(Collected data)

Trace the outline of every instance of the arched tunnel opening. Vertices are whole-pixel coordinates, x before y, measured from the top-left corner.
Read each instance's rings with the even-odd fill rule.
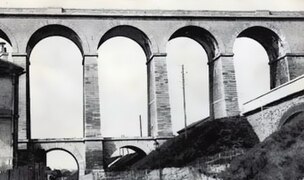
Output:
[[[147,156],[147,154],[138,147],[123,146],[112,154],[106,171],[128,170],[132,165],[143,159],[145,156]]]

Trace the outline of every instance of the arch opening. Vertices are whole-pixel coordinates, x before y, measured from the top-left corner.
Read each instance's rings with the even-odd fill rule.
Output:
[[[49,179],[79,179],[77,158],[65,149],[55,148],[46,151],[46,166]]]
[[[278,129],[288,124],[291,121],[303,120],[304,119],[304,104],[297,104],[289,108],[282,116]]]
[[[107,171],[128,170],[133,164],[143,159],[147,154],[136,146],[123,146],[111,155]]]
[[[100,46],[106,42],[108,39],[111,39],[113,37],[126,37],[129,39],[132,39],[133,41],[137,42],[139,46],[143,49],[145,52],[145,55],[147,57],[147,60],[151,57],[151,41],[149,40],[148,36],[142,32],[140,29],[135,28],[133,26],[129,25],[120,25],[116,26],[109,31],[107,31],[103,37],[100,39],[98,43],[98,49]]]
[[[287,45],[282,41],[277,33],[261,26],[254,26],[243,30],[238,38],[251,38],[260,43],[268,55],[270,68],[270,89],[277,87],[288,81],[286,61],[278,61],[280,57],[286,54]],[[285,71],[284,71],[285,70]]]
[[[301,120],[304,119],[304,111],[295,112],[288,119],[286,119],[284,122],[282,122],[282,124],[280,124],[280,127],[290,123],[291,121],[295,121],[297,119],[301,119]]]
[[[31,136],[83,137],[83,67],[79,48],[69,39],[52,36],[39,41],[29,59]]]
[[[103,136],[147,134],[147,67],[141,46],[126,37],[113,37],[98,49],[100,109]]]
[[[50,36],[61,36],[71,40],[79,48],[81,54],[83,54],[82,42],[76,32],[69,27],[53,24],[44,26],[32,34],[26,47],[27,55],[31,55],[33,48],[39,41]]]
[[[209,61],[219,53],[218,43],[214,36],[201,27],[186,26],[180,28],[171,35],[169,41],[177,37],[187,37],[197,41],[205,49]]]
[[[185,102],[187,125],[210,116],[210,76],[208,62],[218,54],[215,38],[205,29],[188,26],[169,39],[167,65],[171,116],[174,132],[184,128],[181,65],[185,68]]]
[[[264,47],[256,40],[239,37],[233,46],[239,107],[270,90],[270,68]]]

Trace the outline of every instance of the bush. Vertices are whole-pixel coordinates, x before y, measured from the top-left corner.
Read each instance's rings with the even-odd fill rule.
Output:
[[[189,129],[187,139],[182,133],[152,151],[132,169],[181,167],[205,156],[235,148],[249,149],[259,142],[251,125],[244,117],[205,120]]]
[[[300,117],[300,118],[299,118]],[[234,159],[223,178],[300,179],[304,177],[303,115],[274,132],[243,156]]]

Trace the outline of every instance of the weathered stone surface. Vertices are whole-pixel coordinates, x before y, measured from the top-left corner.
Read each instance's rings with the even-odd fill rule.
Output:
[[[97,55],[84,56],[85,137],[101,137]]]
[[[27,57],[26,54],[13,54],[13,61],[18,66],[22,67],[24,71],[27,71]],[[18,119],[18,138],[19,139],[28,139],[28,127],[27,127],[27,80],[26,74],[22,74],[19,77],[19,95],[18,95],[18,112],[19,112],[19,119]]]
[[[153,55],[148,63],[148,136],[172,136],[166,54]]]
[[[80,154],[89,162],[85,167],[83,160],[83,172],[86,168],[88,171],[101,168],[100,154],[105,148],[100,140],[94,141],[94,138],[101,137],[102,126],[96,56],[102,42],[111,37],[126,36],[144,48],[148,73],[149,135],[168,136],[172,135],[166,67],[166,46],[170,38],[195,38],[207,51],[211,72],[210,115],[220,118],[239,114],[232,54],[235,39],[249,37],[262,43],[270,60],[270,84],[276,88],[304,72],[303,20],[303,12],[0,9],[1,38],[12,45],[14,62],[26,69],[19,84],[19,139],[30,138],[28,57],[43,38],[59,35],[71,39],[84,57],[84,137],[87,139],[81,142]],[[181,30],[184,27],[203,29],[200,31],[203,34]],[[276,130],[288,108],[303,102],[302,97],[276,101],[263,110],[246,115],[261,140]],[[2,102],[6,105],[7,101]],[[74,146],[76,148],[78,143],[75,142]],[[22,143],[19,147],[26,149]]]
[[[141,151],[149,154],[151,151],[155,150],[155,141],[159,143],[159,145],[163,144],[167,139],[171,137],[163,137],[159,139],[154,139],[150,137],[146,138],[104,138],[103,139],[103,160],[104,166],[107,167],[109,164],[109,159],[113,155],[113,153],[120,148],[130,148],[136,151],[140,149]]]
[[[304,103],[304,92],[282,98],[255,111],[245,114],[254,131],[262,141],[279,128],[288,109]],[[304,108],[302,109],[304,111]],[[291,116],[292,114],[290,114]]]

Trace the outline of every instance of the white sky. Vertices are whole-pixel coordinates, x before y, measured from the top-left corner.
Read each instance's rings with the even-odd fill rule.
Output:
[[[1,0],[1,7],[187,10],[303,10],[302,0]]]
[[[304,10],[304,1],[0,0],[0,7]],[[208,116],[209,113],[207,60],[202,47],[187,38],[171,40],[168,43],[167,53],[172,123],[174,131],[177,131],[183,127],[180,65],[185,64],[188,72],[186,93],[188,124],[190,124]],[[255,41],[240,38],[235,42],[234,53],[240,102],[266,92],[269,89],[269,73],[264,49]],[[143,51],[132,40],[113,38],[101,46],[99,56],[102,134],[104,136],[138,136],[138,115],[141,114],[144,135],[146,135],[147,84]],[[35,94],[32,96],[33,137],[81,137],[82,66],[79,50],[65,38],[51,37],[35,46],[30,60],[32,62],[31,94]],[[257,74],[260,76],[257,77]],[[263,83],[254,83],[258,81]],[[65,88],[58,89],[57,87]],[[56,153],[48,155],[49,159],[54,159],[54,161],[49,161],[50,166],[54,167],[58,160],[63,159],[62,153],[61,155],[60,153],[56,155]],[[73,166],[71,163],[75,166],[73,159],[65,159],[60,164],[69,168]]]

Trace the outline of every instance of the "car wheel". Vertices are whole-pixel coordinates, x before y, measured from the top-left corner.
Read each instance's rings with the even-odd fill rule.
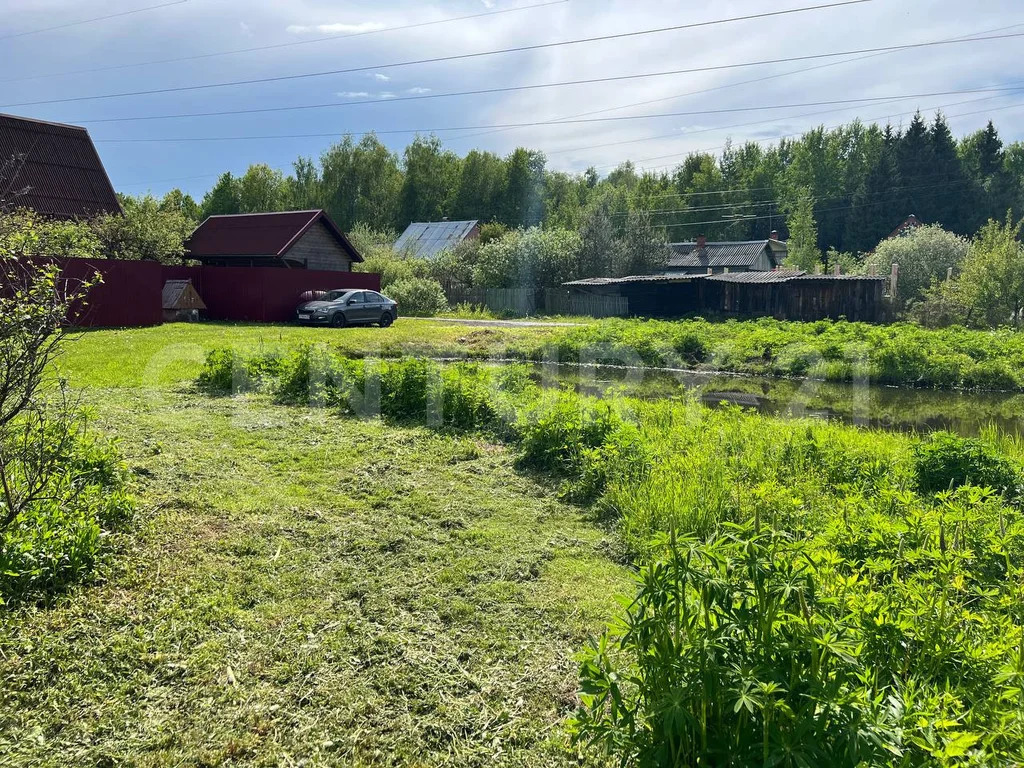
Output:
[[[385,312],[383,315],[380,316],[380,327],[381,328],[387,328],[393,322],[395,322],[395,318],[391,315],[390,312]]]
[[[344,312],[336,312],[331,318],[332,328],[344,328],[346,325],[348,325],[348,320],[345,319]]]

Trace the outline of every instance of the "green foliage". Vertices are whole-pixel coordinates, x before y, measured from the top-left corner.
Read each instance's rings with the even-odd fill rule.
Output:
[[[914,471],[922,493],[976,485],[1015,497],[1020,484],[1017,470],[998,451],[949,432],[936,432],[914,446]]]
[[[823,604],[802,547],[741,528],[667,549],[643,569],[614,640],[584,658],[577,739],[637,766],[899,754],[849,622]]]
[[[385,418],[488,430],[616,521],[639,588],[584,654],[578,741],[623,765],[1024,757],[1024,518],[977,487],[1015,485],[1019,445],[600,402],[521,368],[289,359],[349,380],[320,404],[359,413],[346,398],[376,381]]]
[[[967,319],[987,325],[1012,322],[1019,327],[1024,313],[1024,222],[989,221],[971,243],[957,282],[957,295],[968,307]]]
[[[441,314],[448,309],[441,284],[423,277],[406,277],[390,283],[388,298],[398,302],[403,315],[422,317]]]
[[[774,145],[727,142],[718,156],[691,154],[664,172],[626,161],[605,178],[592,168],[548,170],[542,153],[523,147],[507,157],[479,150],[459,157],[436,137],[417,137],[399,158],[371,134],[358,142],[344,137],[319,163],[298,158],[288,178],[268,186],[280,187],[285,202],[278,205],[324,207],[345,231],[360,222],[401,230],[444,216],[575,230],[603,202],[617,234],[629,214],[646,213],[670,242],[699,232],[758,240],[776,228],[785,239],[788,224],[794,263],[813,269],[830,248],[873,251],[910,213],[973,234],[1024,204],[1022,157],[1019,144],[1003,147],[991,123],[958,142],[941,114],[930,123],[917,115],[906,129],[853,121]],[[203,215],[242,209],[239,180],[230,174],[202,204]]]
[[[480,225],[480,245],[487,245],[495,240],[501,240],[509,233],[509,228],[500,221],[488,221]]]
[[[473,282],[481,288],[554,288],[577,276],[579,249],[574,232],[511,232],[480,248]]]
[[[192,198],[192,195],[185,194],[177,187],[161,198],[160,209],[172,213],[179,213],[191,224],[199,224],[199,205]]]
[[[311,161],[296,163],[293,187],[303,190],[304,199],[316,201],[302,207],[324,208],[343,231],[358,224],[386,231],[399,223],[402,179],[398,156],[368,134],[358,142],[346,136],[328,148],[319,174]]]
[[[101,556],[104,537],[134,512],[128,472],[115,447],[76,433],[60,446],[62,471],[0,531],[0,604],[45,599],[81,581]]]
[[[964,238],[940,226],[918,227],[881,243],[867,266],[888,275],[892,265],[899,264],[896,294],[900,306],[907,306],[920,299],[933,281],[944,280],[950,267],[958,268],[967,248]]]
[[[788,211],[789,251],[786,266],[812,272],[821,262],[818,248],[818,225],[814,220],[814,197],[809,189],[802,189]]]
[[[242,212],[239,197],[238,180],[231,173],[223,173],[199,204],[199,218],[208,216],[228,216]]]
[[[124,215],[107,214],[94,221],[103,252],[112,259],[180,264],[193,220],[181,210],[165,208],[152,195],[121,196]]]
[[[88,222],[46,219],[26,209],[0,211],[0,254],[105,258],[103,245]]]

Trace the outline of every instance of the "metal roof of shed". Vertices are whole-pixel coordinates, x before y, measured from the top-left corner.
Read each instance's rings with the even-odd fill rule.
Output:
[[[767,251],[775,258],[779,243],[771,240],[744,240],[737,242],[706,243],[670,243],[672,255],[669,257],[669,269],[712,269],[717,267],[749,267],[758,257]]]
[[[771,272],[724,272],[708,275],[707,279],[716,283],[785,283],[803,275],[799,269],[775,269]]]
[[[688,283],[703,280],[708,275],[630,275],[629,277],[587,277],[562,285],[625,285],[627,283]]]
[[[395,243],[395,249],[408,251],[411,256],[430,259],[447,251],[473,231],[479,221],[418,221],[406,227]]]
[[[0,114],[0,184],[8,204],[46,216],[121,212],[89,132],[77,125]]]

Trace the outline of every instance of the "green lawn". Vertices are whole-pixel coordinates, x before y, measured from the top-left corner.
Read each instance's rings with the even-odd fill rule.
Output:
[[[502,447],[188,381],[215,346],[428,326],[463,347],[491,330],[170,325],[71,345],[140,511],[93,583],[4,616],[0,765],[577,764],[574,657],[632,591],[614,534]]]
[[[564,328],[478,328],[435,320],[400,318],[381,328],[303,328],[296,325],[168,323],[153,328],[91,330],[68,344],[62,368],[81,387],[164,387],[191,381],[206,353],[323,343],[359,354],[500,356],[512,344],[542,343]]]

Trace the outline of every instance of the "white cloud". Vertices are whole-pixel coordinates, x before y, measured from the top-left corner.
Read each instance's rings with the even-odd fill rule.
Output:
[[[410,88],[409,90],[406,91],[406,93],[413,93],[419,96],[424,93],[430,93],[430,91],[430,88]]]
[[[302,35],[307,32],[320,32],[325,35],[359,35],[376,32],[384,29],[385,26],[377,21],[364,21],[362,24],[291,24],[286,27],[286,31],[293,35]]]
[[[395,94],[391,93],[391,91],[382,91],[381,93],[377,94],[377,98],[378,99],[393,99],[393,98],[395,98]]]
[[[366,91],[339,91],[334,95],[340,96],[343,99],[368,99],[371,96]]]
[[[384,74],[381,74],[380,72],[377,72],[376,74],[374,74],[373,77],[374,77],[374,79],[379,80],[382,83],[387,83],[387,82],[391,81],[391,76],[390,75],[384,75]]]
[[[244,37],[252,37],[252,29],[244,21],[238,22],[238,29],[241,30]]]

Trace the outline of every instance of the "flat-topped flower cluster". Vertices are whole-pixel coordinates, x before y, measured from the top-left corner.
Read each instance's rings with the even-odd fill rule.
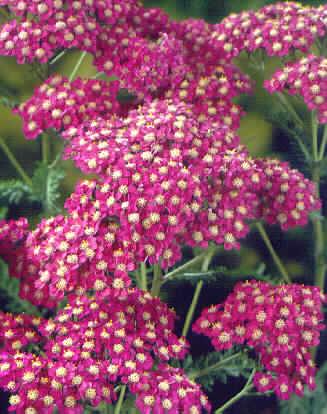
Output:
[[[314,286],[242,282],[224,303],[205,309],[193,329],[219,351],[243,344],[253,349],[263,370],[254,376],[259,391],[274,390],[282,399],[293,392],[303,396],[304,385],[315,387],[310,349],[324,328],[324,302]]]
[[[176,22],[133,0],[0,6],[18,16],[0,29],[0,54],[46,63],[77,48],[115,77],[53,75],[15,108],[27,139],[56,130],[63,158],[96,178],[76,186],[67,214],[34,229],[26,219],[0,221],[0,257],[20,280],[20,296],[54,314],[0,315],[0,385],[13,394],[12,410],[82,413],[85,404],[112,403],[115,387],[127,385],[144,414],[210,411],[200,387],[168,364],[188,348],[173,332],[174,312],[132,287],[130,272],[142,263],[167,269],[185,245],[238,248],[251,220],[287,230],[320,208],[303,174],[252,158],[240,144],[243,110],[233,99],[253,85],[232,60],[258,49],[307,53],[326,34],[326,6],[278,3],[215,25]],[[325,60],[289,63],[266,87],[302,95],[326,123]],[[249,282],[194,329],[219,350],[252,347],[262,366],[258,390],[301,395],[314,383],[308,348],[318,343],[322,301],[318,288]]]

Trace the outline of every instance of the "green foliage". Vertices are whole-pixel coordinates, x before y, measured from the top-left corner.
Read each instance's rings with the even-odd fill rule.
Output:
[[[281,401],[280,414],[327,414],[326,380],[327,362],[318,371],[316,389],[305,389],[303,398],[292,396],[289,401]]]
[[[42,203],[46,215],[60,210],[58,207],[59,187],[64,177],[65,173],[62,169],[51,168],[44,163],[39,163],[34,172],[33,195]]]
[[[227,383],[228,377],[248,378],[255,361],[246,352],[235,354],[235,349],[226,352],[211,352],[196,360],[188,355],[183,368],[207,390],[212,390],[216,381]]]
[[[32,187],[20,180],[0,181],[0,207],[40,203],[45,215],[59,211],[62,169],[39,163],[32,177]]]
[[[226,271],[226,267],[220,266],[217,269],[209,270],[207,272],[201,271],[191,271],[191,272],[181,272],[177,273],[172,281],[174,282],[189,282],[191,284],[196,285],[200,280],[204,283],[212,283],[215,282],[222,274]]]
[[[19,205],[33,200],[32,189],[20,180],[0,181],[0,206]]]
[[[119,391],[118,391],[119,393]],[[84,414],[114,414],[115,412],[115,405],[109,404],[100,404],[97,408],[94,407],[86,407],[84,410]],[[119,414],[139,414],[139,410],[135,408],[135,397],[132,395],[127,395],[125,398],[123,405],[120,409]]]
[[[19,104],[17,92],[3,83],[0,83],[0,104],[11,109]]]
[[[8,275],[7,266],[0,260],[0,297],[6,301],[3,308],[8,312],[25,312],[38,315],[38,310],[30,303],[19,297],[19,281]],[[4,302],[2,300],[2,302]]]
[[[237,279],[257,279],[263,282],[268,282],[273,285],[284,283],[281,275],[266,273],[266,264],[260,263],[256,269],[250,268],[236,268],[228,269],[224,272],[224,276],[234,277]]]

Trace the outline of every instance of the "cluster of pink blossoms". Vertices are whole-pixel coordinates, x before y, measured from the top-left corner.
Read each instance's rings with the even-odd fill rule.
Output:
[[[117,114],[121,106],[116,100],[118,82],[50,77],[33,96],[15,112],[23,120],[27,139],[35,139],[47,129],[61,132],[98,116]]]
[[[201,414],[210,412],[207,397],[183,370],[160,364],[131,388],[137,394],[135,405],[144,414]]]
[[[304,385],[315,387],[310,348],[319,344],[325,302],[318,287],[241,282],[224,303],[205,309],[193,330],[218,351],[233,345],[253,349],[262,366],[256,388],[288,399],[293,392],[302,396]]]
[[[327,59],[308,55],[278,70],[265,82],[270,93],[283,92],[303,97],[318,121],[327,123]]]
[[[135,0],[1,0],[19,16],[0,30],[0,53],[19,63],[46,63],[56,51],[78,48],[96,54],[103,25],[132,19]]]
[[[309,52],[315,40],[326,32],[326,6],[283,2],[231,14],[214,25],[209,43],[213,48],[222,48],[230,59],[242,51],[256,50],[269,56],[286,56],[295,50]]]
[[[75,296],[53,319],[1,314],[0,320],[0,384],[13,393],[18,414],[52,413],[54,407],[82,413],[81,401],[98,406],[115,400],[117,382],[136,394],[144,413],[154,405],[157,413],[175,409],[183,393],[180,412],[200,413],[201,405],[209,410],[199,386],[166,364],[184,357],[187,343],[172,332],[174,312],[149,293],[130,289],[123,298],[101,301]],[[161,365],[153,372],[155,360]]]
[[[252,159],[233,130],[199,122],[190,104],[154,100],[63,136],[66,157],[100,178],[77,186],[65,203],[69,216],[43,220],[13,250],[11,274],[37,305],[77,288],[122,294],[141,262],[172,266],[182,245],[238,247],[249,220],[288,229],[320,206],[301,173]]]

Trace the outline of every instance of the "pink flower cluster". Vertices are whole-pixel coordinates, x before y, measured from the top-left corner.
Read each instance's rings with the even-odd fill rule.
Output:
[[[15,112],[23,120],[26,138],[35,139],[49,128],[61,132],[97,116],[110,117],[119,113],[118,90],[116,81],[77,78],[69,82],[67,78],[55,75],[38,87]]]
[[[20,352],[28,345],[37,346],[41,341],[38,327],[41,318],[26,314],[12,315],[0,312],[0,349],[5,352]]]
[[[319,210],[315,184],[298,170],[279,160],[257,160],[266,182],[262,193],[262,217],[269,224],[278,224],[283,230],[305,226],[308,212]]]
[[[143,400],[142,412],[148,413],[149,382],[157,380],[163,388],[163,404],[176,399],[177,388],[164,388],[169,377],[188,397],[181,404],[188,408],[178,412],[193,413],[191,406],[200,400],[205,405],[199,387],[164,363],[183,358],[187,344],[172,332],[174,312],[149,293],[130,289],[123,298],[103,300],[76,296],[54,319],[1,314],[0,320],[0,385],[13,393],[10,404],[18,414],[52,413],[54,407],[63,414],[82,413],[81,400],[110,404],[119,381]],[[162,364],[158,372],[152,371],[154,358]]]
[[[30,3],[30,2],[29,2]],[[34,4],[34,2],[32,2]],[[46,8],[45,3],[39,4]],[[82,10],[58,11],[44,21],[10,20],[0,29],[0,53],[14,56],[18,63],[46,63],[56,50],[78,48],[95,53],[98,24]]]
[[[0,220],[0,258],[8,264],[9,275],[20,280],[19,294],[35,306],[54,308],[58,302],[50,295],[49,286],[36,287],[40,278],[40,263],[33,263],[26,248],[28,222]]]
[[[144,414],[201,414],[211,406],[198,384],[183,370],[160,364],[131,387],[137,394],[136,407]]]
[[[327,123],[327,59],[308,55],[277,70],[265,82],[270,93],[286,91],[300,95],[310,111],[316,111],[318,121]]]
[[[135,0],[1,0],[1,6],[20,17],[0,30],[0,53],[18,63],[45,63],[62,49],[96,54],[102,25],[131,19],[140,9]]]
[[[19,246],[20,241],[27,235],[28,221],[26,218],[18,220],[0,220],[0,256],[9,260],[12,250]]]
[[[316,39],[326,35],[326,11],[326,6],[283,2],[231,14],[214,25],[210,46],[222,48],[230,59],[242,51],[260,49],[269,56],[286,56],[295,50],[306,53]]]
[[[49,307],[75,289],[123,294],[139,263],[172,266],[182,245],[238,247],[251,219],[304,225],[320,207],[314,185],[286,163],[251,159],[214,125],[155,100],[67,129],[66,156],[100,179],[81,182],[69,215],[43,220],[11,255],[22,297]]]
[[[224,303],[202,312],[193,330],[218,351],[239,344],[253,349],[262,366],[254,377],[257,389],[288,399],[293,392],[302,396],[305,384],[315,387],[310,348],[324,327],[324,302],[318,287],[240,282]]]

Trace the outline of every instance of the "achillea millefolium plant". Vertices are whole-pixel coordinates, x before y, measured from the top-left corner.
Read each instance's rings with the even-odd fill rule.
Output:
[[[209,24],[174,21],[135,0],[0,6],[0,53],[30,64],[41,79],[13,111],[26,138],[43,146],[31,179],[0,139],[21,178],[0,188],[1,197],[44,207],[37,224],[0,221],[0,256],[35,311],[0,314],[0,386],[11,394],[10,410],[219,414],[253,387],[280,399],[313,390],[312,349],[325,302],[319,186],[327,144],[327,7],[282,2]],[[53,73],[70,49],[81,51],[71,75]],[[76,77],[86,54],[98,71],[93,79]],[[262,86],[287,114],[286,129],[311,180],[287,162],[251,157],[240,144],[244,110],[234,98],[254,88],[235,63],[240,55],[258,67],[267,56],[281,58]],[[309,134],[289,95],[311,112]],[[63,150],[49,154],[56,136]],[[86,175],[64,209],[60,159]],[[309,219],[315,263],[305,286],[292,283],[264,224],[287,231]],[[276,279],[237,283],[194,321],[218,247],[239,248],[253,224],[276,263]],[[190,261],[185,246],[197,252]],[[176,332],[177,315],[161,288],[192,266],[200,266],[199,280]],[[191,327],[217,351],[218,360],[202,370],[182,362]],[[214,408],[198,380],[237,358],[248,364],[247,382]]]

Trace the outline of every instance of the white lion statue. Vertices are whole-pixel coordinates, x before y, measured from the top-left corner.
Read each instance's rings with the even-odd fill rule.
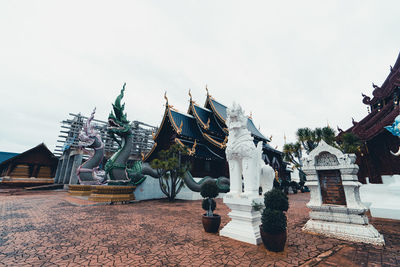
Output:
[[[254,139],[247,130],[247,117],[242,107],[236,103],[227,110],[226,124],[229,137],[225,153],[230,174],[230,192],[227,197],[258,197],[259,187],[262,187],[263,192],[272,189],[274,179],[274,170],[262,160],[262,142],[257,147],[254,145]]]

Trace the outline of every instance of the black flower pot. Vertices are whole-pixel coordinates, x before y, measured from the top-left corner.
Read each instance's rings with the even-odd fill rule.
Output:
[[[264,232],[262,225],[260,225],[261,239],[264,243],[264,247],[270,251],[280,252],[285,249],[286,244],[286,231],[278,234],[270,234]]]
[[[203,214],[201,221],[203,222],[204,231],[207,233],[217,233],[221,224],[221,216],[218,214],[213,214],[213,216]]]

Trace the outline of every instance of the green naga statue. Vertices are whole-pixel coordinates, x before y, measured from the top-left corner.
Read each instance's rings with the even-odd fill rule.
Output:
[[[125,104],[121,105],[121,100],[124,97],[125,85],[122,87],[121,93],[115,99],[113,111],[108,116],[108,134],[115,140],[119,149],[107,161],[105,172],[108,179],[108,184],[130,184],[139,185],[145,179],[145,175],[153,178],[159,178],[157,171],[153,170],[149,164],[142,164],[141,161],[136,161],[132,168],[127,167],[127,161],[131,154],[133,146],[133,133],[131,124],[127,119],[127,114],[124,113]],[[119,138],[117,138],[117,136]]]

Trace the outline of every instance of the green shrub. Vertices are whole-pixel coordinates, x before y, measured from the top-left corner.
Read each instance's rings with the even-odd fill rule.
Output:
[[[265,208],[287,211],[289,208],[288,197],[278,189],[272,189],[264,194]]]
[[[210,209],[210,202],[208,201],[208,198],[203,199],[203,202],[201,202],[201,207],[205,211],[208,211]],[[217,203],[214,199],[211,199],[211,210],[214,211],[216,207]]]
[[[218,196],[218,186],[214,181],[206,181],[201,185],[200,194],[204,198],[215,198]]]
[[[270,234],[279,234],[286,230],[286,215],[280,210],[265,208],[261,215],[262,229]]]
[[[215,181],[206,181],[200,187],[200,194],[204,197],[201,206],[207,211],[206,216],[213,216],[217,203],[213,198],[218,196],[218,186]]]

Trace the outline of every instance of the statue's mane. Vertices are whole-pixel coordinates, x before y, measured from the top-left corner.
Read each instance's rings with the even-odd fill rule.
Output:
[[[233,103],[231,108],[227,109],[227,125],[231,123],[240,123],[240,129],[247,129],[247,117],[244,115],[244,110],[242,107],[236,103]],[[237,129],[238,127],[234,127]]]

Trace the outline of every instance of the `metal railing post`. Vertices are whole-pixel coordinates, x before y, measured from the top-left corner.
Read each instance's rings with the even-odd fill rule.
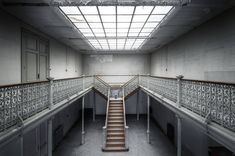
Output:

Your assignment:
Read through the lines above and collect those that contain the string "white".

Response box:
Trace the outline of every instance of the white sky. Vertices are whole-pixel coordinates, x before y, measured from the top-left corner.
Trace the outline of every instance of the "white cloud". Vertices are whole-pixel coordinates, x before y, measured from the top-left corner.
Trace the outline of every instance of the white lion statue. Vertices are whole-pixel coordinates, x before y, measured from the top-left corner.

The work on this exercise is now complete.